**Work required**:
Your task is to copy the data exactly while leaving out every picture.

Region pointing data
——————————
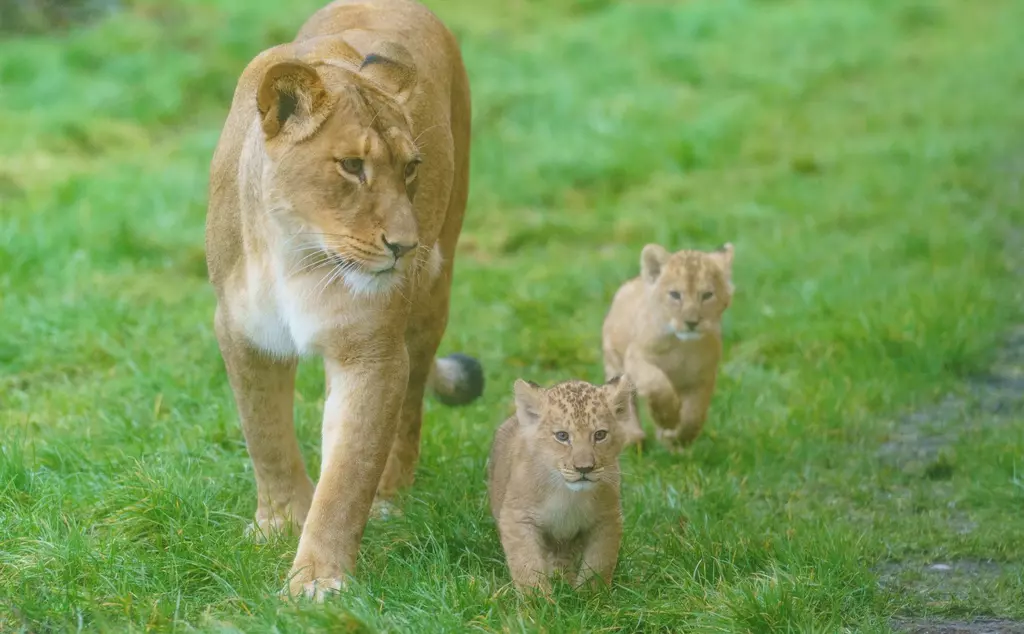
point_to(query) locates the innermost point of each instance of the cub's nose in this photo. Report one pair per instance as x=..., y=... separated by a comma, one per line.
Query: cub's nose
x=398, y=249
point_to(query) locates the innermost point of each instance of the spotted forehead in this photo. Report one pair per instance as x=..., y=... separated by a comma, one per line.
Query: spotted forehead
x=692, y=268
x=576, y=403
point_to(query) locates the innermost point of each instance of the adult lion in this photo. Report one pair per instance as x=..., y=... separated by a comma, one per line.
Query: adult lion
x=337, y=193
——————————
**Response area**:
point_to(query) locates the innermost point of each instance of the cub's nose in this photo. Report one pair per instance as x=..., y=... separated by a comma, one per line.
Query: cub's nose
x=398, y=249
point_to(query) locates the innermost point of each instance of the spotted forehead in this photo. Report one pair per instance as x=..., y=... separated by a comma, one per line.
Query: spotted forehead
x=692, y=268
x=576, y=403
point_to(query) locates the innermost point of each instance of the adult lion in this photo. Report one pair per instance as x=..., y=... separated by a comma, one per line.
Query: adult lion
x=337, y=193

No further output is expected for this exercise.